### What you will do
Could you write out all the records once more, exactly?

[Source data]

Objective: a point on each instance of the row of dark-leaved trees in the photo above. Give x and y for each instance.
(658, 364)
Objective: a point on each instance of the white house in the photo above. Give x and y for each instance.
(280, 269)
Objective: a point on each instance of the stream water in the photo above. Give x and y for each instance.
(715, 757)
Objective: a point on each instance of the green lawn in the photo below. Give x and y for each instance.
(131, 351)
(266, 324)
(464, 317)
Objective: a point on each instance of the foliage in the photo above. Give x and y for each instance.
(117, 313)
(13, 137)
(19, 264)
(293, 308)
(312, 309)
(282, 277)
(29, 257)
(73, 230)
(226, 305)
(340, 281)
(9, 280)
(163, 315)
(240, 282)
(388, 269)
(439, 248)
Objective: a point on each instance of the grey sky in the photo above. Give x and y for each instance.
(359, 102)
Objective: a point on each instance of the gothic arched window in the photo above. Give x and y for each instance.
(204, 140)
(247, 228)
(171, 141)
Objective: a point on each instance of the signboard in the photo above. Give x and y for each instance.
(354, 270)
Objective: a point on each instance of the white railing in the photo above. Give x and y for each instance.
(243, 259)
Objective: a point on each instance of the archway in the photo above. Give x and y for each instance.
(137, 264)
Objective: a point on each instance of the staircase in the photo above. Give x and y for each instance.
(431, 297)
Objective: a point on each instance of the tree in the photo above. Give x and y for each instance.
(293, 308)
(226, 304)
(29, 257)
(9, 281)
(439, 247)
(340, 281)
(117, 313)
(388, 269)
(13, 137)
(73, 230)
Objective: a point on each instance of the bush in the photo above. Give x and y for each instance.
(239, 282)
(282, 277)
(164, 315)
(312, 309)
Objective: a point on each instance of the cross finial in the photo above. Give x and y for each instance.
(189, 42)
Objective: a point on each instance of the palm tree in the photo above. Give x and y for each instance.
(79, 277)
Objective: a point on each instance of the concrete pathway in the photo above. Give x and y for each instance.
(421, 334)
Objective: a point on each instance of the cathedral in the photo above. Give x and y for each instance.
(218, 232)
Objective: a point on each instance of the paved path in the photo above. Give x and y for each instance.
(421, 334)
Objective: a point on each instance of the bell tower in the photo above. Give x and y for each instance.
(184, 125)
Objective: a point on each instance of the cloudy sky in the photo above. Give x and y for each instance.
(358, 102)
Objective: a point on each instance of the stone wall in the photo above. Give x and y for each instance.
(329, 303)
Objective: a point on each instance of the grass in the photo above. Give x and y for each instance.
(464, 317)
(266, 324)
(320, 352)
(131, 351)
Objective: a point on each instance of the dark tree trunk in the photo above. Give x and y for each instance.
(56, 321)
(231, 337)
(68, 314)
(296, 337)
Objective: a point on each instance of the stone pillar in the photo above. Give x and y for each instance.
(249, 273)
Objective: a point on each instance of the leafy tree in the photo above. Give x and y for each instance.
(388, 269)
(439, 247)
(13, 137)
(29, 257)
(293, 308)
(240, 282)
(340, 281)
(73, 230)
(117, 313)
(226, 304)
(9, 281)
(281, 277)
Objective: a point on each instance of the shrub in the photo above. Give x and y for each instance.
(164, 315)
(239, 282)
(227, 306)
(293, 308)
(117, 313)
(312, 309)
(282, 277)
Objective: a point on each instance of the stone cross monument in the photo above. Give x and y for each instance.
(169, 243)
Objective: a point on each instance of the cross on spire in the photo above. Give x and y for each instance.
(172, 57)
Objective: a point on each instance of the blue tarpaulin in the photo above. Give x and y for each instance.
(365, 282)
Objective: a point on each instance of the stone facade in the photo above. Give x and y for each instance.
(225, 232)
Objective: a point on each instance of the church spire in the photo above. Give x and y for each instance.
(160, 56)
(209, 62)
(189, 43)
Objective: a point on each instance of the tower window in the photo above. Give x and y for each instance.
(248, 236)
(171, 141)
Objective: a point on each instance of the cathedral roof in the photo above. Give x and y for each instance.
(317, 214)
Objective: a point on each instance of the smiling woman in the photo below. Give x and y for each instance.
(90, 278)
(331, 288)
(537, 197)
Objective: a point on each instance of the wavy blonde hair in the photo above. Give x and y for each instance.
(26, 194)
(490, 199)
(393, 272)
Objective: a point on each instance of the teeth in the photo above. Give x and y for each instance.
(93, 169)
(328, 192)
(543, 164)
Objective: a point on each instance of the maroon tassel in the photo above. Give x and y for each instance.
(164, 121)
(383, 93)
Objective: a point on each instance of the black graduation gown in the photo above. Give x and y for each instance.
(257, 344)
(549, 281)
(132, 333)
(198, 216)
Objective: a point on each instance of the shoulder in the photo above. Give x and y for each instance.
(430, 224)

### Problem solution
Objective: a point on each instance of the row of dark-leaved trees in the photo above. Give x and y for each instance.
(658, 364)
Objective: a point on each instance of the white house in the photo above. Give x and y for each instance.
(280, 269)
Objective: a point on each instance of the stream water in the photo above. Give x and y for each instance.
(715, 757)
Objective: a point on each instance of the green lawn in the photo below. Give x and y for each instance.
(131, 351)
(266, 324)
(464, 317)
Objective: a point on each instance of the foliage in the photo above. Give x and y for each instance.
(117, 313)
(13, 137)
(19, 264)
(293, 308)
(312, 309)
(282, 277)
(29, 257)
(73, 230)
(226, 305)
(340, 281)
(9, 280)
(163, 315)
(240, 282)
(388, 269)
(439, 248)
Objective: a point on each instance of the grey sky in the photo above. Give x and y for each instance.
(359, 102)
Objective: a point on each instance of the gothic arched window in the photo above. Give x and y for each instance.
(204, 140)
(247, 228)
(171, 141)
Objective: a point on each instance of the signboard in the photo above. Give x and y for each instance.
(354, 270)
Objective: a point on each instance of the white railing in the photo above. Give x and y for each instance.
(243, 259)
Objective: a point on each instance of the archway in the photo above. Give x and y for each instance.
(137, 264)
Objective: a point on each instance of the staircase in the photo above. Give x and y for each instance.
(431, 297)
Objective: a point on each instance of the tree in the photo above. Give x and y for each instance.
(293, 308)
(226, 304)
(29, 257)
(9, 281)
(439, 247)
(340, 281)
(117, 313)
(388, 269)
(13, 137)
(73, 230)
Objective: a point on each instance of the bush in the photo above. Give x and y for each instance.
(239, 282)
(282, 277)
(164, 315)
(312, 309)
Objective: a point on each instance of the cross finial in the photo above. Give x and y for each instance.
(189, 42)
Objective: a point on each instance of the palm tree in the photo above. Give x and y for each instance.
(79, 277)
Objective: a point on each instance of the concrete pathway in the photo above. Give x and y for each instance.
(421, 334)
Objective: a point on each instance of the cathedral in the photo above. Give x and y for each instance.
(218, 232)
Objective: a point on each instance of the paved path in the photo above. Give x and y for each instance.
(421, 334)
Objective: a point on each instance of the bell tower in the photo above. Give x and y for each instance.
(184, 125)
Objective: a point on each instance of the cloudy sky in the photo above. Give x and y for each instance.
(358, 102)
Objective: a point on each instance of the stone wall in the photo above. Give x and y for each instance.
(329, 303)
Objective: a point on each instance of the grass in the photo above. Give x and y for each instance.
(464, 317)
(266, 324)
(320, 352)
(131, 351)
Objective: a point on each instance of the dark tree trunk in the photo above. Give x and y for each instance.
(56, 321)
(231, 337)
(68, 314)
(296, 337)
Objective: a point on each instance of the stone pillar in the photo above. Give x and y for each instance.
(249, 273)
Objective: a point on each instance of the leafy tree in the photo above. Give x and y for each instance.
(388, 269)
(439, 247)
(13, 137)
(29, 257)
(293, 308)
(240, 282)
(340, 281)
(73, 230)
(117, 313)
(226, 304)
(9, 281)
(281, 277)
Objective: a point on each instance of the shrub in the photo above. Give x and y for each instance.
(164, 315)
(239, 282)
(227, 306)
(293, 308)
(117, 313)
(312, 309)
(282, 277)
Objective: a point on each instance of the stone cross monument in the photo above. Give x and y for each instance.
(169, 243)
Objective: a point on each instance of the cross on spire in the photo above. Give x and y for each instance.
(172, 57)
Objective: a point on each instance of the blue tarpaulin in the photo above. Give x and y for each instance.
(365, 282)
Objective: a point on each instance of the stone facade in the photo above. Give x and y for each instance.
(225, 232)
Objective: a point on each instance of the church spire in the photo above. Give x and y for each instance.
(160, 56)
(209, 62)
(189, 43)
Objective: a point on each instance of the tower window in the photo above. Give x and y for each instance.
(248, 236)
(171, 141)
Objective: a point on each instance of the cathedral roof in the photo above. Give x and y for each instance.
(317, 214)
Objective: a point on each instance of the smiling woman in the photo below. Give x and y for each instance.
(90, 278)
(331, 288)
(537, 197)
Objective: a point on each instance of the wavy blonde hair in the photo above. Give x and y for each instance.
(26, 194)
(490, 199)
(393, 272)
Objective: a point on each instance of the teeth in the photo above. Give x and y for each instance.
(93, 169)
(328, 192)
(543, 164)
Objective: a point on each instance of the maroon tassel in the photo above. Give x and y for each instance.
(164, 121)
(383, 93)
Objective: a point on each instance of the black graduation gown in the photo above. Give x and y for each instance.
(257, 344)
(549, 281)
(132, 333)
(198, 216)
Objective: a point on each instance of the shoulder in the photo above. Give x and y for each instance.
(430, 224)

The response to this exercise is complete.